## TEXT PROVIDED
For example, patients are often asked if they have returned to their previous
work or other previous activities but they may not have been asked whether
they have more difficulty performing their former activities. Very few studies
have focused on residual effects. In one small study from Australia, Dr.
J. McLeod and his colleagues (J. Neurol Sci 1976; 27:438- 443) examined
18 recovered GBS patients and found that half of them had objective residual
neurological abnormalities. Even then these residual abnormalities were
considered to be significant in only four patients. Fatigue in this group
of patients was not mentioned. In another study Burrows and Cuetter (1990)
reported on four patients who had made an apparently complete recovery in
terms of muscle strength and yet had longstanding residual loss of stamina.
They were all armed forces personnel who had been assessed using the Army
Physical Fitness Test (APFT), a quantitative measure of neuromuscular endurance,
prior to their illness. Each suffered from GBS of moderate severity and
each was judged to have made a full recovery in terms of muscle strength
assessed during neurological examination. However, the APFT had not returned
to the former level 1.2-4 years after the acute illness. A recent important
paper from Dr. I.S.J. Merkies and colleagues in Holland (Neurology 1999;
53:1648-1654) has established that residual effects from GBS are much more
common than has been generally reposed and that seemingly minor neurologic
abnormalities may still result in annoying disabilities. The study used
a validated index of fatigue severity to assess residual disability. It
included 83 patients who had suffered from GBS an average of five years
previously. About 80% of these patients experienced fatigue that was considered
severe enough to interfere with their life despite the fad that the majority
had normal strength or only minor weakness. They noted also that the fatigue
did not seem to improve over time; the fatigue index score was the same
in patients in whom many years had elapsed as it was in patients whose acute
illness had occurred only 6-12 months previously. This paper provides sound
scientific support for the validity of the observations of my patients who
regularly complain of fatigue even when they have returned to all or most
of their former activities and who are working full time at their former
jobs. Although their strength maybe normal when they are examined in the
doctor's office they are clearly unable to sustain the same level of physical
activity that they had performed prior to their GBS.

## DATA LISTING
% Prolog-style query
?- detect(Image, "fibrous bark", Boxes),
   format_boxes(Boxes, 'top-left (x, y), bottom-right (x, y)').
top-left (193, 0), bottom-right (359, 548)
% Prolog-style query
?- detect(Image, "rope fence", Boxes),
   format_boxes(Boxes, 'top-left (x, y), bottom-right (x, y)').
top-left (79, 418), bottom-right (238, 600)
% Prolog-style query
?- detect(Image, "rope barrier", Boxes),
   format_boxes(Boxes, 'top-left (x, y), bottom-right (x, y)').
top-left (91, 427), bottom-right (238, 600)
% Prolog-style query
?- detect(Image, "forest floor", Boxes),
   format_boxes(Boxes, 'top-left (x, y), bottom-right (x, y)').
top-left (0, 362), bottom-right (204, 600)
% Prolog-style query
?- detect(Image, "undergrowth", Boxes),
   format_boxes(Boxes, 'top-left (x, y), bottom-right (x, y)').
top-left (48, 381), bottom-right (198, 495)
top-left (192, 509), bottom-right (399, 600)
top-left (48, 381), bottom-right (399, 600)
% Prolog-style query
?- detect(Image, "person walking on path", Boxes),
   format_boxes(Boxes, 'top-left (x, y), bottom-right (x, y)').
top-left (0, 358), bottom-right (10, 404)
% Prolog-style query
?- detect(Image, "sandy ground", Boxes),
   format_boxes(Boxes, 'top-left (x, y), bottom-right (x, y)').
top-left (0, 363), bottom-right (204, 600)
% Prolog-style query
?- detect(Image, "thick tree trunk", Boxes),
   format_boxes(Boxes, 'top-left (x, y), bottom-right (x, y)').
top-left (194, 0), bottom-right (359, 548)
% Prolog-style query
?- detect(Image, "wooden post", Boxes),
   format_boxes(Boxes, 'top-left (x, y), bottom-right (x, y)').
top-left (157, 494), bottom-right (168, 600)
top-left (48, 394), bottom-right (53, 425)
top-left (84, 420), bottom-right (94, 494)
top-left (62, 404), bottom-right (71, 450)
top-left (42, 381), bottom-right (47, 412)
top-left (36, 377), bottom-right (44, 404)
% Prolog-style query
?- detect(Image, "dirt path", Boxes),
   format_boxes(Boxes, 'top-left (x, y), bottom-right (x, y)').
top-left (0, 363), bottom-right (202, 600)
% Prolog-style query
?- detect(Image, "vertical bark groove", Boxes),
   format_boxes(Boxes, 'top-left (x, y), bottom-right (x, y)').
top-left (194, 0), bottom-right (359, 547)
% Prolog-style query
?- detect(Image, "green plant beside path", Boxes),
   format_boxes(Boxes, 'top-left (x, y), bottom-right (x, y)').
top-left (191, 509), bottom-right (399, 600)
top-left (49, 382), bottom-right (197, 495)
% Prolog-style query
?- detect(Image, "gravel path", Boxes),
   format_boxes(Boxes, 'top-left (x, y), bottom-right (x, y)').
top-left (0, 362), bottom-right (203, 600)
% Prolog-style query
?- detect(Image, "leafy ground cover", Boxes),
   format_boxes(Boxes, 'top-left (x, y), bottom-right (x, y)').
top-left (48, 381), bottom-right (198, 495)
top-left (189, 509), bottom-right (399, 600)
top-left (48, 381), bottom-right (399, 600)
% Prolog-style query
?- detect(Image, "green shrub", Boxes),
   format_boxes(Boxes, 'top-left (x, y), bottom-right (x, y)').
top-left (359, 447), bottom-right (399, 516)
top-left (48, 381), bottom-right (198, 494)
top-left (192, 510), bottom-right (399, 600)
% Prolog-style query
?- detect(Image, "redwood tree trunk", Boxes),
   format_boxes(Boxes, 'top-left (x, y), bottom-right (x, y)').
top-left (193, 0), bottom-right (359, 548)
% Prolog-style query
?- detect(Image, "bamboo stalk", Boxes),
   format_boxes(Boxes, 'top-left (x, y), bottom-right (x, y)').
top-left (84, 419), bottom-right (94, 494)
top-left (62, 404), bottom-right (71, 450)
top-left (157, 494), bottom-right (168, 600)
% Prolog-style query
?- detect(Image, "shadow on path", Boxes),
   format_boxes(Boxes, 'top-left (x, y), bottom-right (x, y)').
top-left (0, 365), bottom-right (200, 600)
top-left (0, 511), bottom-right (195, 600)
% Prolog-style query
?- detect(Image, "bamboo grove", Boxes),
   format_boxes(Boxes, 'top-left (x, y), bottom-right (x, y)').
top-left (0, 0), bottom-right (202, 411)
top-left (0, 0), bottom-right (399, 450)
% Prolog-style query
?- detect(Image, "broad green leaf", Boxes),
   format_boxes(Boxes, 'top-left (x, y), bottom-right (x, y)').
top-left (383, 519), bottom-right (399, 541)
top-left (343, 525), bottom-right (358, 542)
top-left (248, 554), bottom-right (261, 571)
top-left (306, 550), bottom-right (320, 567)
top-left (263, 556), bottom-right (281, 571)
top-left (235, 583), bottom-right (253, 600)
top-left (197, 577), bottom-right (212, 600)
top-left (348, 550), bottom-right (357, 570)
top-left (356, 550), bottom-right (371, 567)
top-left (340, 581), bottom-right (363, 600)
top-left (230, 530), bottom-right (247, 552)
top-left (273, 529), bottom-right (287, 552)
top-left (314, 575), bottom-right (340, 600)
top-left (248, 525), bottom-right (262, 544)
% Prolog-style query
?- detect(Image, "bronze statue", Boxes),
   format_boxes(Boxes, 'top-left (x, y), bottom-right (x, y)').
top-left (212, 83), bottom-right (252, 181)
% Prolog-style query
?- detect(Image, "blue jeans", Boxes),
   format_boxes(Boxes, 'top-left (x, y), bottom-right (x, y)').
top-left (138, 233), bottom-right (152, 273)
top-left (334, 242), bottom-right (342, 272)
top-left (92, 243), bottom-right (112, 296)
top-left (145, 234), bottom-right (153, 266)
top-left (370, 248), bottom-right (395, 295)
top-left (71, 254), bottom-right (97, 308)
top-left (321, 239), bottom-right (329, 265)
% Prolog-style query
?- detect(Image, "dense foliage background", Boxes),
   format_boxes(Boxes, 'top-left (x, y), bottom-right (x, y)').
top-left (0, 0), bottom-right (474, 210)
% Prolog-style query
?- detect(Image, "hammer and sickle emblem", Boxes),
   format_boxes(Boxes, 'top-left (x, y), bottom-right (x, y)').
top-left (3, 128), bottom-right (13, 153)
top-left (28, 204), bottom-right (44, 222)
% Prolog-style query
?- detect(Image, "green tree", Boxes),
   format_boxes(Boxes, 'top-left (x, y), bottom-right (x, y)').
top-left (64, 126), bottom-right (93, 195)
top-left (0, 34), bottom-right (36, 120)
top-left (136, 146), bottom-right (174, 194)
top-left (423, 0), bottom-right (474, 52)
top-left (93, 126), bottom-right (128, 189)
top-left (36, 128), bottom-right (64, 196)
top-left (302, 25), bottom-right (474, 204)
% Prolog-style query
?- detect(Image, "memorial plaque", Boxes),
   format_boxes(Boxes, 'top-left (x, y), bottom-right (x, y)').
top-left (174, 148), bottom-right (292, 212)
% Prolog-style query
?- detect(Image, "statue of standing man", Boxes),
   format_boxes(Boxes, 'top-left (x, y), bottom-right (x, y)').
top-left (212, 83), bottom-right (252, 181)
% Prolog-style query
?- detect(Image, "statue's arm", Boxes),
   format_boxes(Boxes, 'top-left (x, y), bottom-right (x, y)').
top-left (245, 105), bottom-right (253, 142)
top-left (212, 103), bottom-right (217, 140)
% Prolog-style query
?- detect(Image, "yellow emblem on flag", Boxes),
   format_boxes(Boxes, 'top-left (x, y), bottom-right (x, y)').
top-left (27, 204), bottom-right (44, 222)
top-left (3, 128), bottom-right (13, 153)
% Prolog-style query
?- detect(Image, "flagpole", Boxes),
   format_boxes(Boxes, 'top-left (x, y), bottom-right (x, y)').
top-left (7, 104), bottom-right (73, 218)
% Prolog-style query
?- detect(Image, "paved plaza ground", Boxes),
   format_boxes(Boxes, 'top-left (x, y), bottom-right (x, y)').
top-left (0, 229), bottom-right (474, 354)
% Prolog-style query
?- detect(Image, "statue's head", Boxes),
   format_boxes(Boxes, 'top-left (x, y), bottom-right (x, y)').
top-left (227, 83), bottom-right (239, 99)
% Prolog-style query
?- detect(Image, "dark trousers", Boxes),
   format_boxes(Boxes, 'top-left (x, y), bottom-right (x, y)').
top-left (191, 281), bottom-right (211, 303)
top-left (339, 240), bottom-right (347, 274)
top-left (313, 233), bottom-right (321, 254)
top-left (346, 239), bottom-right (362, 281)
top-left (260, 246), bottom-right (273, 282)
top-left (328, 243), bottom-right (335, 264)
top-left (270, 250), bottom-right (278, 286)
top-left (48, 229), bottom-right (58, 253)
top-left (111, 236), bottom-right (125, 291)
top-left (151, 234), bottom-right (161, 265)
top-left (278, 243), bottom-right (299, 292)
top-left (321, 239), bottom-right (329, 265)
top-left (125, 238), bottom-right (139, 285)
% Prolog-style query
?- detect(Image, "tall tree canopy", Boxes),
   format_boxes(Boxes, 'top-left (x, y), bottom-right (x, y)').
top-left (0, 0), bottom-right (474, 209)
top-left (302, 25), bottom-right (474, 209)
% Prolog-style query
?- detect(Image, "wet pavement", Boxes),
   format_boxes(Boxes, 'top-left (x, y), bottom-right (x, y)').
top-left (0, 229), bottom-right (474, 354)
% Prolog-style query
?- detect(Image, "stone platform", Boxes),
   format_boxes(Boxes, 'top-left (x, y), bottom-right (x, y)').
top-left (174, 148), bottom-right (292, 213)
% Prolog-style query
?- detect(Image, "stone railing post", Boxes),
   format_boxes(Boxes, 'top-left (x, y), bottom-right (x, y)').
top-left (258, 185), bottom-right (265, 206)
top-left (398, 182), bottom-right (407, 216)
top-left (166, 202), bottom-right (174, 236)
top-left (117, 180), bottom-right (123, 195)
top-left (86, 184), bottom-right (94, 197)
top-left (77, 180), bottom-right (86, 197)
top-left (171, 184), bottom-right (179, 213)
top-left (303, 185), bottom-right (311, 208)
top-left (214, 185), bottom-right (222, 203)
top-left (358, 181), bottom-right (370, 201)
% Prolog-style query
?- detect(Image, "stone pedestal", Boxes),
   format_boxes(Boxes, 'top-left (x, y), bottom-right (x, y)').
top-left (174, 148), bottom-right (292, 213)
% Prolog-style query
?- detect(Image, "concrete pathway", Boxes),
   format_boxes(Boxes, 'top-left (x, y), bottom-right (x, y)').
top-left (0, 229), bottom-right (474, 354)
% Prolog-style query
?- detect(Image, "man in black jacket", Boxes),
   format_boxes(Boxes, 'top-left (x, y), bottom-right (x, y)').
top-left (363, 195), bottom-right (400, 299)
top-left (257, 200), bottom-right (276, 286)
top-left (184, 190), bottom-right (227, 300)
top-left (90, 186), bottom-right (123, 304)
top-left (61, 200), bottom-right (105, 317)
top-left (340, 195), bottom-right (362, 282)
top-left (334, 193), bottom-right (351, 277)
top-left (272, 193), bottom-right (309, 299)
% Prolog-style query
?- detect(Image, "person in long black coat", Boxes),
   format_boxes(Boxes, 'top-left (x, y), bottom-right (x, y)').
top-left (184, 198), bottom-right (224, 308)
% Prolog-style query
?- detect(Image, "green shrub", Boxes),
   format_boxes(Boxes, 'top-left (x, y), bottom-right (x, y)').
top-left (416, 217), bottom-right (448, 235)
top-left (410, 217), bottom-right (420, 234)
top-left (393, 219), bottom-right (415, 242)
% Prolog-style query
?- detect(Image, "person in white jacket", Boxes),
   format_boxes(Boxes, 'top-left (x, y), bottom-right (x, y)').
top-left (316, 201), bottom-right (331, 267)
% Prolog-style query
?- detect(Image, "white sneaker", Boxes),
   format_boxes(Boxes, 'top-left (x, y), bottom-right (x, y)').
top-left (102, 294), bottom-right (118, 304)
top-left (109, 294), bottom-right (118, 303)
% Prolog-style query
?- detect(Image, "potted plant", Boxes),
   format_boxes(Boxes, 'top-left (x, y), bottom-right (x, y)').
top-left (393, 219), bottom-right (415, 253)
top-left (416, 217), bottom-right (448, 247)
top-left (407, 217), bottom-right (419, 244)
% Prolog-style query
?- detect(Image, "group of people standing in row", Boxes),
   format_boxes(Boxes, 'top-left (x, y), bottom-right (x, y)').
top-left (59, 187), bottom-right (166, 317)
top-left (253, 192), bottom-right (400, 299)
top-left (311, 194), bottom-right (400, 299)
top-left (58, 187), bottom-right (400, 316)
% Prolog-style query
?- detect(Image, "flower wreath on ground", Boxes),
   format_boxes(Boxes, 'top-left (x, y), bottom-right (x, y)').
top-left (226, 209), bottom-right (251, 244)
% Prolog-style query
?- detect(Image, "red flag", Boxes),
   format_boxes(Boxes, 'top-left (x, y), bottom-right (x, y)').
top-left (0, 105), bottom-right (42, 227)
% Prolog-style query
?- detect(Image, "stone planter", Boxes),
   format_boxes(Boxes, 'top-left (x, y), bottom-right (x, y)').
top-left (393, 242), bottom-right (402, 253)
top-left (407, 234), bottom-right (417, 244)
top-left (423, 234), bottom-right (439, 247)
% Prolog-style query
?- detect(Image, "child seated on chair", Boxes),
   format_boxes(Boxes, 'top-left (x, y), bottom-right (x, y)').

## EXERCISE DETAILS
Return the passage on residual fatigue after GBS in full, word for word, with no changes.

## SOLUTION FOR THIS EXERCISE
For example, patients are often asked if they have returned to their previous
work or other previous activities but they may not have been asked whether
they have more difficulty performing their former activities. Very few studies
have focused on residual effects. In one small study from Australia, Dr.
J. McLeod and his colleagues (J. Neurol Sci 1976; 27:438- 443) examined
18 recovered GBS patients and found that half of them had objective residual
neurological abnormalities. Even then these residual abnormalities were
considered to be significant in only four patients. Fatigue in this group
of patients was not mentioned. In another study Burrows and Cuetter (1990)
reported on four patients who had made an apparently complete recovery in
terms of muscle strength and yet had longstanding residual loss of stamina.
They were all armed forces personnel who had been assessed using the Army
Physical Fitness Test (APFT), a quantitative measure of neuromuscular endurance,
prior to their illness. Each suffered from GBS of moderate severity and
each was judged to have made a full recovery in terms of muscle strength
assessed during neurological examination. However, the APFT had not returned
to the former level 1.2-4 years after the acute illness. A recent important
paper from Dr. I.S.J. Merkies and colleagues in Holland (Neurology 1999;
53:1648-1654) has established that residual effects from GBS are much more
common than has been generally reposed and that seemingly minor neurologic
abnormalities may still result in annoying disabilities. The study used
a validated index of fatigue severity to assess residual disability. It
included 83 patients who had suffered from GBS an average of five years
previously. About 80% of these patients experienced fatigue that was considered
severe enough to interfere with their life despite the fad that the majority
had normal strength or only minor weakness. They noted also that the fatigue
did not seem to improve over time; the fatigue index score was the same
in patients in whom many years had elapsed as it was in patients whose acute
illness had occurred only 6-12 months previously. This paper provides sound
scientific support for the validity of the observations of my patients who
regularly complain of fatigue even when they have returned to all or most
of their former activities and who are working full time at their former
jobs. Although their strength maybe normal when they are examined in the
doctor's office they are clearly unable to sustain the same level of physical
activity that they had performed prior to their GBS.